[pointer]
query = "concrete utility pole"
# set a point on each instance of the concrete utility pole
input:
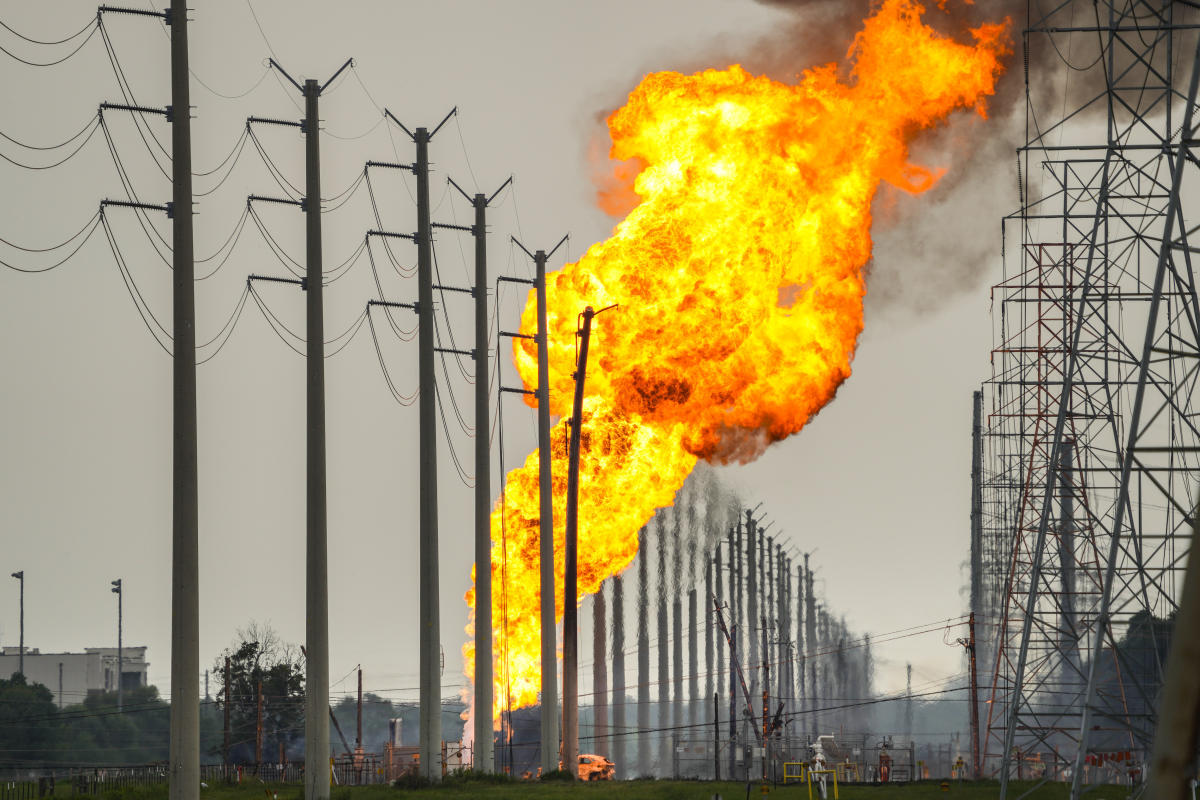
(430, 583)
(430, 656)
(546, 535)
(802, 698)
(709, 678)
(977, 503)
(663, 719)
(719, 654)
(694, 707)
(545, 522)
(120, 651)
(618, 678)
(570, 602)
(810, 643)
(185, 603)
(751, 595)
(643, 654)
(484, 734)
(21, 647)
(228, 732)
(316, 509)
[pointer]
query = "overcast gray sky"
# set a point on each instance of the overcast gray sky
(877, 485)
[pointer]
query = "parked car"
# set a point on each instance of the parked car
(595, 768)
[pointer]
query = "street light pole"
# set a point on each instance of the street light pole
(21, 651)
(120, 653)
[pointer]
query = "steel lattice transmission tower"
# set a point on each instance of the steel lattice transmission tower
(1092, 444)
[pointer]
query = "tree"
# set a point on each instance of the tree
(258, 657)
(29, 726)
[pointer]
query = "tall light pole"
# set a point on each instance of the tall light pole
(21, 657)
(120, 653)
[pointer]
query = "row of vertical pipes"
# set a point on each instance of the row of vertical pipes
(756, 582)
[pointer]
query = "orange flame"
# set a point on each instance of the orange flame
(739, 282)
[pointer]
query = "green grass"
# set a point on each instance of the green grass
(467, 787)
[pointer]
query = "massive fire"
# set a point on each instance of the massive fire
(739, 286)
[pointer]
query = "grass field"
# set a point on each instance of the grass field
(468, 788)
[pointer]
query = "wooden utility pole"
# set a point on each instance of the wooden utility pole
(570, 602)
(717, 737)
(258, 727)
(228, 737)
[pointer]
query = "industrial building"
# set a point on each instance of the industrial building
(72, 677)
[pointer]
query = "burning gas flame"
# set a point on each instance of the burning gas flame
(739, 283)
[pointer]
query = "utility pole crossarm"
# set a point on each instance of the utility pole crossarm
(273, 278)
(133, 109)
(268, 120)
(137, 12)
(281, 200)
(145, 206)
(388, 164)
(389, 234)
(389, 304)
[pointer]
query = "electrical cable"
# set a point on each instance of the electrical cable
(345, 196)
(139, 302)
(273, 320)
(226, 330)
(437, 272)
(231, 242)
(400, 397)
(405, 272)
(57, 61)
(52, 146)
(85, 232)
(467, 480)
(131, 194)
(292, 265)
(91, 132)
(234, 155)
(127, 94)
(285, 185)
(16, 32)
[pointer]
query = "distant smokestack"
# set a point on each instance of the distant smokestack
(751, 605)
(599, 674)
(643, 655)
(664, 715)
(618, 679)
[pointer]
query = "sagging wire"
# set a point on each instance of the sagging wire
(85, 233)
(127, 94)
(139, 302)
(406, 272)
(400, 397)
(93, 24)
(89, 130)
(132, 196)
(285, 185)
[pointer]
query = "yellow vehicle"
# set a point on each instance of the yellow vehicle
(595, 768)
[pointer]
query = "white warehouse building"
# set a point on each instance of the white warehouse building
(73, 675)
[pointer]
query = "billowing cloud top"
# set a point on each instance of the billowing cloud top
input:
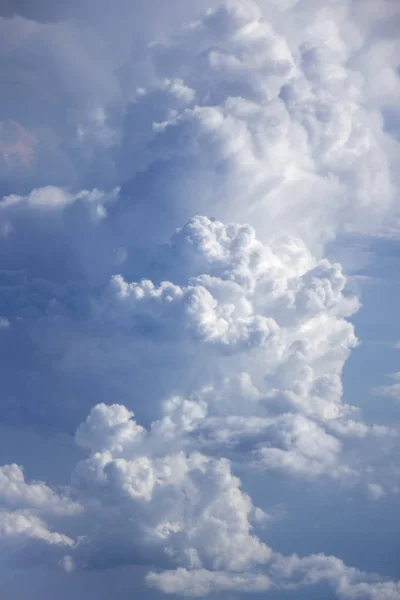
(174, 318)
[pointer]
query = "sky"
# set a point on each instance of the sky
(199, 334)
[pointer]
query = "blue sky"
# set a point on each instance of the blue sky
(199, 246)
_____
▸ Task to complete
Leave images out of the retyped records; keep all else exact.

▸ Exercise answer
[pointer]
query = "concrete utility pole"
# set a point on each instance of the concrete utility pole
input:
(430, 583)
(430, 656)
(546, 535)
(802, 698)
(709, 678)
(977, 503)
(663, 719)
(719, 654)
(694, 707)
(545, 522)
(120, 651)
(618, 678)
(570, 602)
(810, 643)
(185, 603)
(751, 595)
(643, 654)
(484, 734)
(21, 647)
(228, 732)
(316, 509)
[pointer]
query = "overcast gray sky"
# set a point on each instance of the overcast gray sky
(877, 485)
[pointer]
query = "parked car"
# set a point on each instance of the parked car
(595, 768)
[pointer]
query = "street light pole"
# set a point on each instance of the street light pole
(21, 651)
(120, 653)
[pointer]
query = "steel lattice transmission tower"
# set a point on each instance of the steel lattice transmission tower
(1092, 444)
[pointer]
query = "tree"
# set a point on each instance of the tree
(258, 657)
(29, 726)
[pointer]
query = "tall light pole"
# set a point on each instance of the tall light pole
(21, 657)
(120, 653)
[pointer]
query = "row of vertical pipes"
# set a point on each instance of the row of vertical pipes
(756, 582)
[pointer]
query = "orange flame"
# set a point on each instance of the orange flame
(739, 282)
[pointer]
query = "green grass"
# set a point on each instance of the green grass
(467, 787)
[pointer]
query = "massive fire"
# set a point on each instance of the massive fire
(739, 286)
[pointer]
query = "grass field"
# set a point on each instance of the grass field
(468, 788)
[pointer]
query = "wooden utility pole"
# set a point on each instance of the wooden utility pole
(570, 602)
(717, 737)
(258, 727)
(228, 737)
[pointer]
query = "industrial building"
# set a point on each instance of the industrial building
(72, 677)
[pointer]
query = "burning gas flame"
# set a point on each instance of the burning gas flame
(739, 283)
[pointer]
query = "utility pole crossarm"
# set a point on each instance of the utility pole crossarm
(273, 278)
(133, 109)
(268, 120)
(137, 12)
(281, 200)
(145, 206)
(388, 164)
(389, 234)
(389, 304)
[pointer]
query = "electrical cable"
# set a point on each instance of the electrical cable
(345, 196)
(139, 302)
(273, 320)
(226, 330)
(437, 272)
(231, 242)
(400, 397)
(405, 272)
(57, 61)
(52, 146)
(85, 232)
(467, 480)
(131, 194)
(292, 265)
(91, 132)
(234, 155)
(127, 94)
(285, 185)
(16, 32)
[pointer]
query = "distant smokestack"
# set a point on each instance of the distant smokestack
(751, 605)
(599, 674)
(643, 655)
(664, 715)
(618, 679)
[pointer]
query = "sagging wire"
# set a point on each instance of the sagging wire
(85, 233)
(127, 94)
(139, 302)
(406, 272)
(400, 397)
(93, 24)
(89, 130)
(132, 196)
(285, 185)
[pointer]
query = "yellow vehicle"
# set a point on each instance of the yellow vehicle
(595, 768)
[pointer]
query = "white warehouse building"
# set a point on each instance of the white warehouse building
(73, 675)
[pointer]
query = "billowing cloud top"
# set a point on each instance of the billowing cloud top
input:
(174, 318)
[pointer]
query = "sky"
# set a point on each instance of the sky
(199, 334)
[pointer]
query = "blue sky"
# set a point on each instance of the blue sky
(199, 246)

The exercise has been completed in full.